-- START OF MATERIALS PROVIDED --

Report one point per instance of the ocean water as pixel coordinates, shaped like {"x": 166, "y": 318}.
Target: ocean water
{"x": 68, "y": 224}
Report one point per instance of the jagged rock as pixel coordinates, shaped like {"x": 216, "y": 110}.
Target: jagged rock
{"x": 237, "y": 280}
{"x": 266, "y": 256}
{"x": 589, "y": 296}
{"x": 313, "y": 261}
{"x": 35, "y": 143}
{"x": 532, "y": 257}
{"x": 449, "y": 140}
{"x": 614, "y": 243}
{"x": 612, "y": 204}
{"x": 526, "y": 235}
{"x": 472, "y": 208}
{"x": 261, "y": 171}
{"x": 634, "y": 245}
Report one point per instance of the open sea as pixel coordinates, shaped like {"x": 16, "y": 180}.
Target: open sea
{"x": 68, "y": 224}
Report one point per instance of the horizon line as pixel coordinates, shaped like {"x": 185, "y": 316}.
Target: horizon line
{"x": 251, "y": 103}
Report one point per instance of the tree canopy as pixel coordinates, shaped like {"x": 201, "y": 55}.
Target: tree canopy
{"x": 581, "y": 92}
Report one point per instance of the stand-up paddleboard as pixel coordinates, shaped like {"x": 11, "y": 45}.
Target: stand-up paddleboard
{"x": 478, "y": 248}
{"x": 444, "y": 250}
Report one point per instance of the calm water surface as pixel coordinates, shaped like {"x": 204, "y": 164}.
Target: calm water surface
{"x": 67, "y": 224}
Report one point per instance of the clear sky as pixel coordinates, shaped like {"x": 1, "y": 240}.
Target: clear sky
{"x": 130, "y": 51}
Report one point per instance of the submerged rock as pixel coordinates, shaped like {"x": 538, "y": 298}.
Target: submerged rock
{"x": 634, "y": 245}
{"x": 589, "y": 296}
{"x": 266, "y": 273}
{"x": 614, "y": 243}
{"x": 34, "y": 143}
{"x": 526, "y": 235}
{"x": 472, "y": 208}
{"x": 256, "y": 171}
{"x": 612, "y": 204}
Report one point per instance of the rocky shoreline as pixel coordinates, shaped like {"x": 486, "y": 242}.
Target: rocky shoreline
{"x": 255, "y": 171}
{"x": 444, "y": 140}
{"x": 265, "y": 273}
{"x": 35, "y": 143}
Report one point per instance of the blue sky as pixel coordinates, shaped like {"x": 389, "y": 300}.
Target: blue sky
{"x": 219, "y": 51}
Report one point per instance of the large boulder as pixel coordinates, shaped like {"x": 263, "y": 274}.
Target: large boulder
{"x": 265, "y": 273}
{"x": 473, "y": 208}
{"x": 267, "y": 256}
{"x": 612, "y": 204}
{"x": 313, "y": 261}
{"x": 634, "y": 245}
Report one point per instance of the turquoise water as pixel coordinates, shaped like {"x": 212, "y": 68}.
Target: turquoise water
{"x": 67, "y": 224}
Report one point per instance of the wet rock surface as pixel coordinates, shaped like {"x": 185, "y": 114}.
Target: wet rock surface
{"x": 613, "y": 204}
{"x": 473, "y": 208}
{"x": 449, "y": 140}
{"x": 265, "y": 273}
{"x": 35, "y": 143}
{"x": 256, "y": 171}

-- END OF MATERIALS PROVIDED --

Could you output every line of the entries above, from the line containing "Report one point per instance of the blue" through the end, as a JSON list of strings with one string per line and blank lines omitted?

RESULT FOR THIS TASK:
[
  "Report one point per instance of the blue sky as pixel coordinates, shaped like {\"x\": 389, \"y\": 300}.",
  "Target: blue sky",
  "{\"x\": 219, \"y\": 51}",
  "Report one point per instance of the large boulder as pixel coordinates, shaped like {\"x\": 263, \"y\": 274}.",
  "Target: large boulder",
  "{\"x\": 265, \"y\": 273}",
  "{\"x\": 473, \"y\": 208}",
  "{\"x\": 267, \"y\": 256}",
  "{\"x\": 612, \"y\": 204}",
  "{\"x\": 313, \"y\": 261}",
  "{\"x\": 634, \"y\": 245}",
  "Report one point per instance of the turquoise water as pixel coordinates, shaped like {\"x\": 212, \"y\": 68}.",
  "Target: turquoise water",
  "{\"x\": 67, \"y\": 224}",
  "Report one point per instance of the wet rock surface as pixel coordinates, shaped like {\"x\": 185, \"y\": 114}.",
  "Target: wet rock surface",
  "{\"x\": 613, \"y\": 204}",
  "{\"x\": 473, \"y\": 208}",
  "{\"x\": 449, \"y\": 140}",
  "{\"x\": 265, \"y\": 273}",
  "{\"x\": 35, \"y\": 143}",
  "{\"x\": 256, \"y\": 171}"
]